- _Things to do_
A) Decide whether each statement below agrees with the introduction to the blackness dossier. Answer yes or no for each and quote the words of the text that settle it. (i) The dossier collects four essays. (ii) Each paper aims to tie blackness more firmly to the meanings it normally calls forth. (iii) One of the structures the papers address makes blackness discernable as pathology.
B) Extend the introduction to the blackness dossier, picking up after its final sentence.
[Begin Text block]
The four essays collected in this dossier are directed upon the contemporary understandings of blackness, as an ontology, a phenomenology, or a historicity. In the order of their presentation they encompass and situate what seems first to limit black being or overflow it, but which, when questioned, that is, disclosed, or unconcealed, does not fit into this logos, nor is ordered by it, even making what is most discernable about blackness in its past, future, or present, seem imaginary, moored in a non-present,and presence, but in ways which make the non-being that marks blackness as sign, affect, or speaking being, unthinkable except as an appearing, a manifestation, an identity.

As a dossier directed upon the present philosophical understanding of blackness, each paper seeks to unanchor blackness from the meanings and presuppositions that it normally calls forth. Beyond what is discernable, or ready-made, each paper addresses structures that make (and have made) blackness discernable as the always given to be seen, as meaningless speech, as pathology, as a concept beyond reason.
[End Text block]
[Begin Excerpted data]
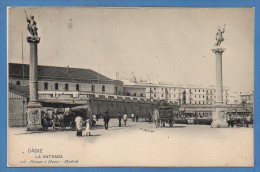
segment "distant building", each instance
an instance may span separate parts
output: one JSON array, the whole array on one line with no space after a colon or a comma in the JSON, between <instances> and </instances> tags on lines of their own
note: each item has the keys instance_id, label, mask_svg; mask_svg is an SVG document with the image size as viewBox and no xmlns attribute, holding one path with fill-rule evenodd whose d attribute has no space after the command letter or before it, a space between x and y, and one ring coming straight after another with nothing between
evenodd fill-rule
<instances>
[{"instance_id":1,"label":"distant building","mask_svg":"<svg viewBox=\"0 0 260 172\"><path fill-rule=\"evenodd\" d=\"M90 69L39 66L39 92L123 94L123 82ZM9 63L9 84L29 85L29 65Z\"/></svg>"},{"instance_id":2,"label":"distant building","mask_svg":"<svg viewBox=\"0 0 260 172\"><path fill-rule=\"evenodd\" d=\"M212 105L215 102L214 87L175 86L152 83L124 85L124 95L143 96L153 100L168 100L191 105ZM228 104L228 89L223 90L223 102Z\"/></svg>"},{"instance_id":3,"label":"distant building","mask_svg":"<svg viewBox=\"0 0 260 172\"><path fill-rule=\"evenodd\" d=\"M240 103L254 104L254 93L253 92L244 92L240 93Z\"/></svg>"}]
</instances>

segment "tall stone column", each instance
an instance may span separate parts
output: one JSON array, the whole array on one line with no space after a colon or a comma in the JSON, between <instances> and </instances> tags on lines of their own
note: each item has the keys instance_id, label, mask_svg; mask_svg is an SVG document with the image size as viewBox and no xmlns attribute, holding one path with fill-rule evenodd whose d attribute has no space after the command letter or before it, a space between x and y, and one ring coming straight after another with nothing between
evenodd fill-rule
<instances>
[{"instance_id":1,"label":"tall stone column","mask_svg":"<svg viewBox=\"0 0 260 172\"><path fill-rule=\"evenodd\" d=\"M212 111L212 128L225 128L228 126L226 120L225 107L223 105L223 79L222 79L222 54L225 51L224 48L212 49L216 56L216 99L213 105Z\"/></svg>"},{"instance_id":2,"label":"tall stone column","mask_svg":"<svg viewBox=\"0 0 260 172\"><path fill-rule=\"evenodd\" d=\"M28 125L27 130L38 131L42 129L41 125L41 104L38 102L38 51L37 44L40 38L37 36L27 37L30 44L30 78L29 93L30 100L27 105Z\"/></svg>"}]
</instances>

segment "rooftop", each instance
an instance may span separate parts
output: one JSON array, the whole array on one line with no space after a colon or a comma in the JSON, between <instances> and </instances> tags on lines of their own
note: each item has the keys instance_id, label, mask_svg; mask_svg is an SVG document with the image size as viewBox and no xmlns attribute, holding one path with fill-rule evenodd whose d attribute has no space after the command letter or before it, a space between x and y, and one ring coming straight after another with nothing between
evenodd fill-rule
[End Excerpted data]
- _Solved tasks_
A)
(i) Yes: "The four essays collected in this dossier"
(ii) No: "each paper seeks to unanchor blackness from the meanings and presuppositions that it normally calls forth"
(iii) Yes: "each paper addresses structures that make (and have made) blackness discernable as the always given to be seen, as meaningless speech, as pathology, as a concept beyond reason"

B)
The dossier opens with a question: what kind of disturbance does blackness present to being? Why does it seem to madden reason, or call forth frenzy? In Calvin Warren’s essay, “The Karen Call,” what comes into correlation with blackness are various kinds of emergency that structure white thought and presence but that belie witnessing and intelligibility, and in whose chain of significations can be discerned an ontological privilege that constitutes the world. To appear emergent, it seems, all blackness has to do is become one with the myth that bans or compromises it; a manifestation in which subject-object relations are already polarized by the dangers that deploy it in dramas of emergency. Once blackness becomes emergent, there is no escape, for it comes up against what Warren, reading Heidegger against the grain, suggests is a racial destiny of Being. To appear black is forthwith to resemble an es gibt that is indissociable from threat, falsehood, fantasy, and obliteration. To that extent, blackness attests to a kind of ontological emergency without surcease or hope, and one whose trace remains in every moment or glimpse; whose technical modality and structure always returns us to the call that is neither speech nor gaze, word nor symbol, but represents an extimacy that is undeconstructable, beyond utterance, meaning, or reparation.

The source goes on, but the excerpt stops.